▸ **What to work on**
Please write out the stretch of the listing from the line containing "Target: blue football boot" through the line containing "(406, 1196)", with both of those lines included.

▸ **Raw records**
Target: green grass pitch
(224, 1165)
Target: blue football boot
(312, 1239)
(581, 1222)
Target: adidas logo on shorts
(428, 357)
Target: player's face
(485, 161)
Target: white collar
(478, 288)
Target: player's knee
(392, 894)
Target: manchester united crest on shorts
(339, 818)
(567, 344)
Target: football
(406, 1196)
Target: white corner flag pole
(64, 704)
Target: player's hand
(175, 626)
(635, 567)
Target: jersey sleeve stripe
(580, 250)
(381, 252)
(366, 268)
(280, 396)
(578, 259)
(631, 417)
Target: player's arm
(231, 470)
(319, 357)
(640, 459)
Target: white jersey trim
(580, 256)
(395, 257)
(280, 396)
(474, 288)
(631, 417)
...
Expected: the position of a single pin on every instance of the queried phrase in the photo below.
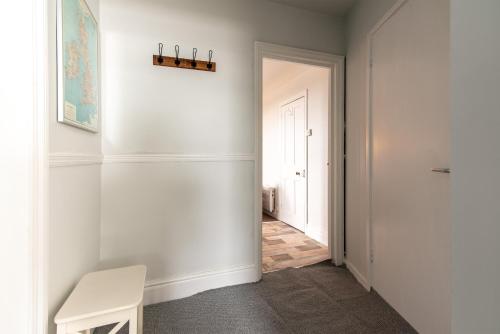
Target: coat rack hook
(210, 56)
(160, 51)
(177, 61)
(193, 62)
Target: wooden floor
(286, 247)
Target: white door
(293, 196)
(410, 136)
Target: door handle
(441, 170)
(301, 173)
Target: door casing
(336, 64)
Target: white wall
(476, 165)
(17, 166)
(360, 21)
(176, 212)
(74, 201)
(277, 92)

▸ **Answer**
Target: blue football boot
(312, 1239)
(581, 1222)
Target: adidas logo on shorts
(428, 357)
Target: player's face
(485, 161)
Target: white collar
(478, 288)
Target: player's knee
(392, 894)
Target: manchester united crest on shorts
(339, 818)
(567, 344)
Target: football
(406, 1196)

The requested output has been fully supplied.